#### Excerpted passage ####

[fpc-devel] String and UnicodeString and UTF8String
Jonas Maebe
jonas.maebe at elis.ugent.be
Mon Jan 10 15:31:49 CET 2011
On 10 Jan 2011, at 13:57, Marco van de Voort wrote:
> In our previous episode, Jonas Maebe said:
>>>>
>>>> If/when this is done, it will only be with a compiler switch or
>>>> directive.
>>>
>>> (
>>> That won't be enough, since that would not change the relevant units
>>> and
>>> classes to such type. (e.g. tstringlist would remain defined
>>> ansistring)
>>
>> If it's a D2009-style ansistring, does that matter?
>
> A lot of conversion, since it will use ansistring(0) so reading/
> writing
> ansistring(cp_utf8) will force conversions. (0 means system
> encoding, $FFFF
> means never convert)
Why should a tstringlist force ansistring(0)? Or does Delphi force it
to be that way?
Conversion may indeed be required for output (input would only pass on
the encoding of the input if based on ansistring($ffff)), but I think
doing that only when necessary at the lowest level should be no
problem. Many existing frameworks work that way.

####

> **Work to do**:
[1] In the mailing list message about string types, what does an encoding value of $FFFF mean?
[2] Pick up the mailing list message about string types after its last sentence and keep writing it.

#### Excerpted records ####

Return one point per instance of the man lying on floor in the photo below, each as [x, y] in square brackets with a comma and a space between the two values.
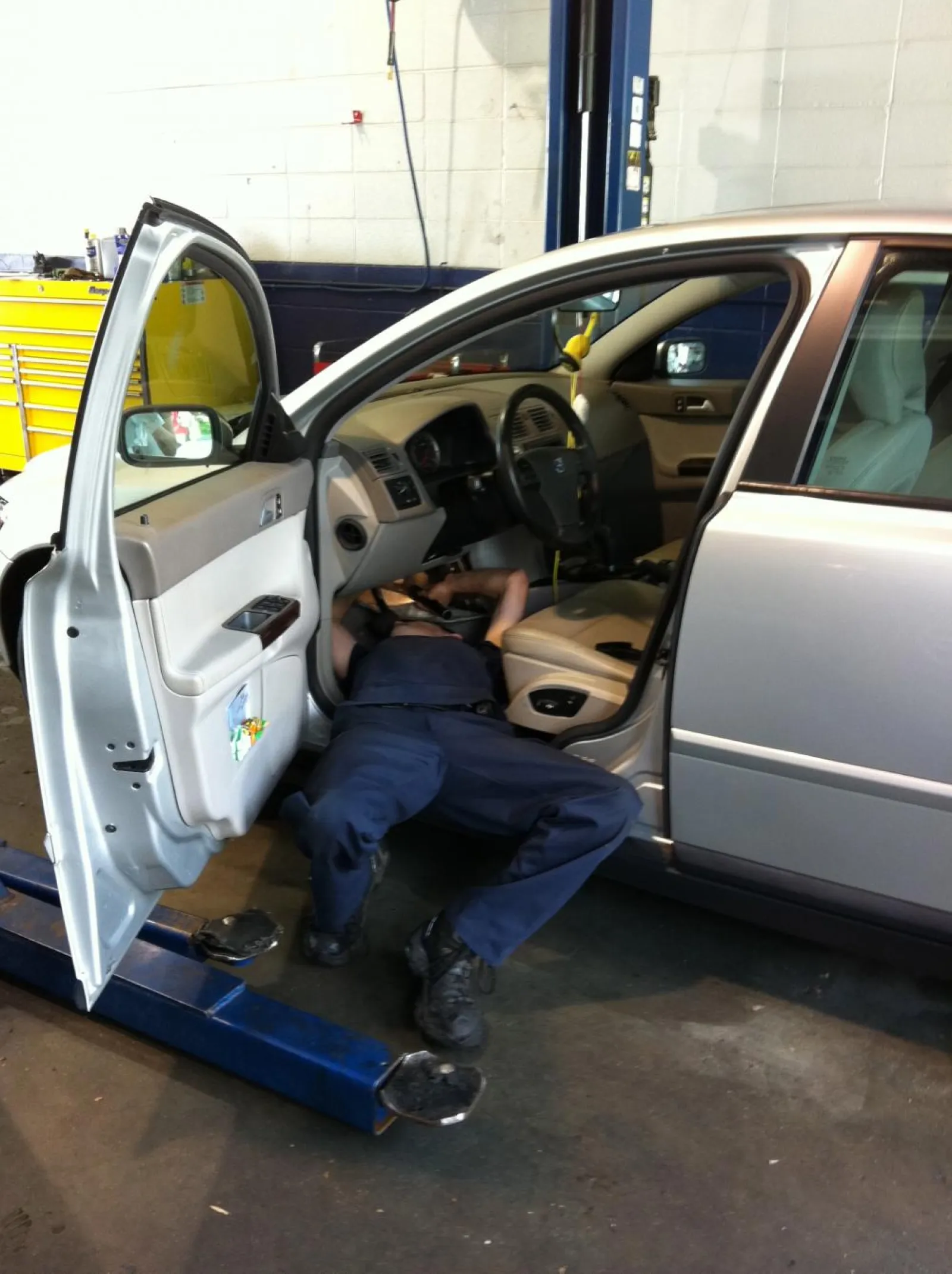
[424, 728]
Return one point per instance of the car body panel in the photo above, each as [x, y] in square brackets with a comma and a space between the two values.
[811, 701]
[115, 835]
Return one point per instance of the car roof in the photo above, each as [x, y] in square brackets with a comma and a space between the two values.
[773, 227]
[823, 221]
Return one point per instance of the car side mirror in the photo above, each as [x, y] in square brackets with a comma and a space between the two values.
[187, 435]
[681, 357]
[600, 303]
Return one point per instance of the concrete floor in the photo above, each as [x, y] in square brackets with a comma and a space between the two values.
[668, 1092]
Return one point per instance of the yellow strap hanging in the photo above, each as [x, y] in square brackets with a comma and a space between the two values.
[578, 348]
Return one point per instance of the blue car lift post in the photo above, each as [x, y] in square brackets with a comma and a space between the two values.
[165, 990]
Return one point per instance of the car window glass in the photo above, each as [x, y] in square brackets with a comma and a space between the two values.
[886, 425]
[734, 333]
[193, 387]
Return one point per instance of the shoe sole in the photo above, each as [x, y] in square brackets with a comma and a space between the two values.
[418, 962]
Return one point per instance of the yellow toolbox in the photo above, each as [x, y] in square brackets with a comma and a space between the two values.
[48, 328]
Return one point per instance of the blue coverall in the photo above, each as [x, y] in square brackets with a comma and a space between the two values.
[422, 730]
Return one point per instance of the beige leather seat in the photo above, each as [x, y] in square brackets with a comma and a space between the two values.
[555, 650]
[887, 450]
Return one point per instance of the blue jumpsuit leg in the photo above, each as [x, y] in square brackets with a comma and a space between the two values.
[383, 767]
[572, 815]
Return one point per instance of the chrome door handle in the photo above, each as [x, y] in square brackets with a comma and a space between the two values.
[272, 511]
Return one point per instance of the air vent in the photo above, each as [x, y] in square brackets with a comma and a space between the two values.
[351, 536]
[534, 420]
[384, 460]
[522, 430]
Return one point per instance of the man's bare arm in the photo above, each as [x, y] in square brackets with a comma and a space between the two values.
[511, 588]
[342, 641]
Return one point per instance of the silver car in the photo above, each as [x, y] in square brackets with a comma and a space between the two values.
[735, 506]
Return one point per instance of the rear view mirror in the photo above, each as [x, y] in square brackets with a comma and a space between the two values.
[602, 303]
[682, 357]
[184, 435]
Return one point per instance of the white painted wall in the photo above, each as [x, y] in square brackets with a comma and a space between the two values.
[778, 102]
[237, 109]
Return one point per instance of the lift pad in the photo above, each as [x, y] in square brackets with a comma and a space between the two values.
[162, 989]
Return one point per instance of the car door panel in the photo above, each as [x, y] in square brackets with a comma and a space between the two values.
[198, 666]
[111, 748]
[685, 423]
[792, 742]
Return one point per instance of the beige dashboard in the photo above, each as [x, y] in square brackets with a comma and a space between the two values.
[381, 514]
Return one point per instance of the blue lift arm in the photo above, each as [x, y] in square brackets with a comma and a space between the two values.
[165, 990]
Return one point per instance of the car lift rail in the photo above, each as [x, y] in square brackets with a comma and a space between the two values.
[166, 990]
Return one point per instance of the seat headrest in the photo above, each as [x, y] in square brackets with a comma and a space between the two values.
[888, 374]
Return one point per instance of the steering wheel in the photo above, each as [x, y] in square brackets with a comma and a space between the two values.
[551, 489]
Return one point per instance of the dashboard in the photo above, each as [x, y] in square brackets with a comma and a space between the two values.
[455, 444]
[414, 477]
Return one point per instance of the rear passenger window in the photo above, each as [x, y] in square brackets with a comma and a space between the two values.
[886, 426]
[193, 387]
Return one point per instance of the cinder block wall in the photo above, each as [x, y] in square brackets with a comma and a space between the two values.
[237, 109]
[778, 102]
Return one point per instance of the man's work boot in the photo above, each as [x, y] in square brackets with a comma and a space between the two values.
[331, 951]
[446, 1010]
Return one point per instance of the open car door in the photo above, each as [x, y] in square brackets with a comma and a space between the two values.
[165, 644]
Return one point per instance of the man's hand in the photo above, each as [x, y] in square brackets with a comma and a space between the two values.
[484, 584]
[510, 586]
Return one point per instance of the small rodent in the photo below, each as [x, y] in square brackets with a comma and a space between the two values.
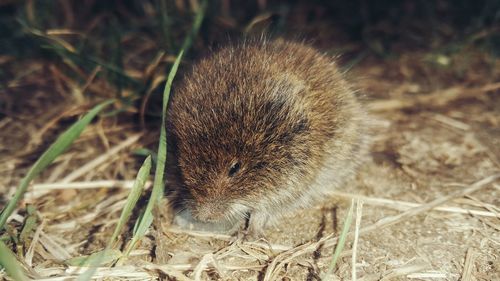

####

> **Answers to each task**:
[1] It means never convert.

[2]
> Besides that the usual three problems:
>
> - I don't know how VAR behaves in this case. (passing a
> ansistring(cp_utf8) to a "var ansistring(0)" parameter),
var-parameters may indeed pose a problem in case some parameters of OS-
neutral routines are required to have a particular encoding specified.
> - maybe overloading (only cornercases?) etc.
Possibly, although I guess there are probably rules for that (whether
they are document is another case though, probably...)
> - inheritance. FPC defines base classes as ansistring(0) parameters,
> and
> Lazarus wants to inherit and override them with a different type.
> This will clash.
Why ansistring(0) for base classes? OS-level interfaces: yes, but why
base classes?
> I've thought long and hard about this. Since the discussion what the
> dominant type should be won't stop anytime soon, and we probably
> will have
> to support both UTF8 (*nix) and UTF16 (Windows and *nix/QT) as
> basetypes in
> the long run, plus a time ANSI as legacy, the RTL has to be prepared
> for it
> anyway, we might as well allow this on all platforms from the start.
> (actually releasing them is a different question and depends on
> manpower)
I agree that the RTL should work regardless of the used string
encoding, but I don't see why a particular encoding should be enforced
throughout the entire RTL rather than just using ansistring($ffff)
almost everywhere.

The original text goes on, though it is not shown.